>> begin Text to read

Can Europe no Longer Afford “La Dolce Vita?”

The European Union gave three of its financial miscreants (Belgium, France, and Italy) Christmas presents early—three extra months to bring their budgets in line with legal requirements. All three governments will exceed the EU’s requirement for budget deficits to not exceed three percent of GDP. The problem, however, is far more serious than a three months grace period can correct. In France’s case, the government has admitted that the three percent target will not be reached until 2017, at the earliest.

But Europe’s real problem is not budget deficits or arbitrary financial requirements. The core problem is the absence of dynamism and economic growth. In the twenty-first century, the GDP growth of the EU has been atrocious. Since 2002, the 28 EU nations have grown on average 1.11% per year; the 18 members of the euro, an even more anemic 0.84%. Why? Three reasons stand at the forefront. Europe isn’t young enough. Europe doesn’t work enough. Europe isn’t friendly enough to business and innovation.

No less a figure than Pope Francis recently criticized Europe at a speech in front of the EU Parliament in Strasbourg as “elderly and haggard.” The sad reality is that this is more matter of fact than manner of speech. According to the European Commission’s official eurostat service, Europe has median population age of 42 years, increasing at a rate of 0.3 years per year over the past dozen years. With Europe’s population growing even more slowly than its economy (an estimated 0.22% in 2014), the likelihood of this precarious pyramid changing is small. The birth rate among European nations is estimated to be approximately 1.6 children per woman—significantly below the 2.2 children per woman replacement threshold. At present, there are approximately four workers for every person over the age of 65, making it more and more difficult for Europeans to work to support their aging populations.

And Europeans, it seems, are simply not working enough. OECD data shows that annual hours worked in Spain has declined from a modest 1,731 in 2000 to 1,665 in 2013. The French ground out 1,535 hours per year on average in 2000, but could only manage 1,489 in 2013. Germany, Europe’s biggest economy is also its biggest offender with German workers clocking a modest 1,471 hours per year in 2000 and a startling 1,388 hours in 2013. Americans by contrast averaged 1,788 hours per year in 2013, respectable, but positively lazy compared with South Korea’s 2,100 odd hours per year.

Finding work to support an aging population is a problem in itself. Eurostat reports, the unemployment rate for the European Union is a robust 10% and has been stubbornly in that neighborhood since the 2008 recession. Spain and Greece have been particularly hard hit, with unemployment over 20% during the past three austerity-laden years. The number of youth unemployed is even more depressing: France 23.7%, Portugal 34.8%, Italy 41.8%, Spain 54.9%, and Greece a crippling 57.3%.

>> end Text to read

> **Aim 1**
Locate every line in the listing below that contains the word "tree", and copy each of those lines. Case matters.
The piece on Europe's economy has no connection to the listing.

>> begin Records for processing

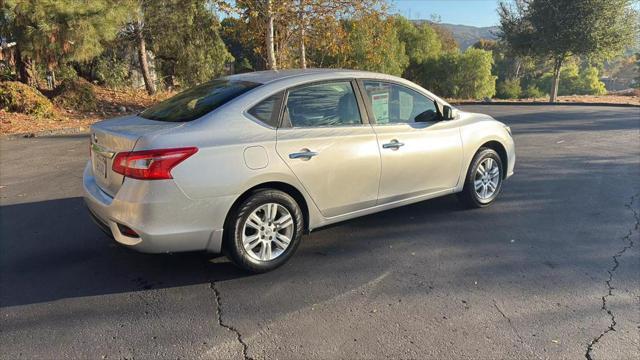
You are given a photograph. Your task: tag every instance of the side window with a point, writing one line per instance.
(393, 103)
(268, 110)
(324, 104)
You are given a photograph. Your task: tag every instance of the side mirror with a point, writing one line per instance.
(449, 113)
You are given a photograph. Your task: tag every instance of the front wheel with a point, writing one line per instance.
(484, 179)
(265, 231)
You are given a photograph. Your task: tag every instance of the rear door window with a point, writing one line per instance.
(322, 104)
(392, 103)
(197, 101)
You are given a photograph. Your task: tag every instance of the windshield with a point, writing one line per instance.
(197, 101)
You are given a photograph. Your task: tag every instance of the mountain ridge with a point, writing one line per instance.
(465, 35)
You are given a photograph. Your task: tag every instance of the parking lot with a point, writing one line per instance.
(549, 271)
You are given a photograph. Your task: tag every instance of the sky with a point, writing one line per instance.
(464, 12)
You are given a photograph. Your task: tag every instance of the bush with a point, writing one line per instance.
(76, 94)
(532, 92)
(112, 72)
(459, 75)
(508, 89)
(66, 72)
(21, 98)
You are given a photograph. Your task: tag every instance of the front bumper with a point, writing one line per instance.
(165, 219)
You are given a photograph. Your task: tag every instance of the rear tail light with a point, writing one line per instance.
(150, 164)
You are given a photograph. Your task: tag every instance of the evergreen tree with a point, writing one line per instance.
(53, 32)
(560, 29)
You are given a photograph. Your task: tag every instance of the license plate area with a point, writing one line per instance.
(100, 166)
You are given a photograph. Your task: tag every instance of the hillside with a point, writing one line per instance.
(466, 35)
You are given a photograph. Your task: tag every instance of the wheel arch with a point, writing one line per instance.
(276, 185)
(500, 149)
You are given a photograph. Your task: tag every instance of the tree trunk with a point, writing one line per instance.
(271, 53)
(303, 52)
(144, 66)
(26, 69)
(553, 96)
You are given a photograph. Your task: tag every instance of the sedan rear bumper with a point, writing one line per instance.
(163, 217)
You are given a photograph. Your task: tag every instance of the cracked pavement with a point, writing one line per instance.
(550, 271)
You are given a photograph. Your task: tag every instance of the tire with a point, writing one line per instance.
(261, 246)
(473, 198)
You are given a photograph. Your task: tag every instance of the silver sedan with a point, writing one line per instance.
(246, 164)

>> end Records for processing

> **Aim 2**
Write out, word for word, the passage of the piece on Europe's economy that opens with the words "The European Union gave" and closes with "at the earliest.".

> **Written response 1**
You are given a photograph. Your task: tag every instance of the evergreen tree with a point, writing one line per instance.
You are given a photograph. Your task: tag every instance of the tree trunk with a point, writing one line per instance.

> **Written response 2**
The European Union gave three of its financial miscreants (Belgium, France, and Italy) Christmas presents early—three extra months to bring their budgets in line with legal requirements. All three governments will exceed the EU’s requirement for budget deficits to not exceed three percent of GDP. The problem, however, is far more serious than a three months grace period can correct. In France’s case, the government has admitted that the three percent target will not be reached until 2017, at the earliest.